→ **PROBLEM DETAILS**: The listing below is to be output in its exact form.

'''

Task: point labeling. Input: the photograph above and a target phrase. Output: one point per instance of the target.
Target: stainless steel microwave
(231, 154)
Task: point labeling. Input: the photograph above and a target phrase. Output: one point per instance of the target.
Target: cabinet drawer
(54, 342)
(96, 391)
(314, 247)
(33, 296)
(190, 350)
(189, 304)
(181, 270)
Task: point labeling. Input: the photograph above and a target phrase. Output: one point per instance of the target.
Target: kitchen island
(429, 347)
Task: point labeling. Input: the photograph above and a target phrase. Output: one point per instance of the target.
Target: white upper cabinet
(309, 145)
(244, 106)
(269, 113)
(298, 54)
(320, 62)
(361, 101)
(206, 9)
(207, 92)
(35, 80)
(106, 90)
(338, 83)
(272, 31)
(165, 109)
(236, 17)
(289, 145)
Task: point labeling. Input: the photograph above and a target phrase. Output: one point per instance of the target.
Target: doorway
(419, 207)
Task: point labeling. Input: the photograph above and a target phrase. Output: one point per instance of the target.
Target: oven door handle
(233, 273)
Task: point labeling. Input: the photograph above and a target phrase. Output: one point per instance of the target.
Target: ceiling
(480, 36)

'''

→ **PROBLEM SOLUTION**:
Task: point labeling. Input: the photograph above and a target phrase. Output: one point per instance of the target.
Target: stainless steel microwave
(231, 154)
Task: point labeling. Input: the photograph above and a target phrase. Output: one point per instance of the target.
Target: cabinet drawer
(54, 342)
(96, 391)
(314, 247)
(33, 296)
(190, 350)
(189, 304)
(181, 270)
Task: point labeling. Input: the photograph above and a target phrase. Output: one point per instance of the target.
Target: kitchen island
(429, 347)
Task: point labeling. Input: the photograph above and a target phrase. Output: one point per instance of the target.
Target: white upper cabinet
(309, 145)
(244, 106)
(269, 113)
(298, 54)
(320, 62)
(361, 101)
(206, 9)
(207, 92)
(35, 80)
(106, 90)
(338, 83)
(272, 31)
(165, 109)
(236, 17)
(289, 145)
Task: point labeling. Input: the photograph above and a target phrase. Output: one point per instance of the target.
Target: doorway
(419, 207)
Task: point labeling. Input: the photograph above and a target phrase. Output: one point per instance of the target.
Target: oven door handle
(233, 273)
Task: point labeling. Input: the photograph above and a target phrase. Output: one point per instance of the target.
Target: ceiling
(480, 36)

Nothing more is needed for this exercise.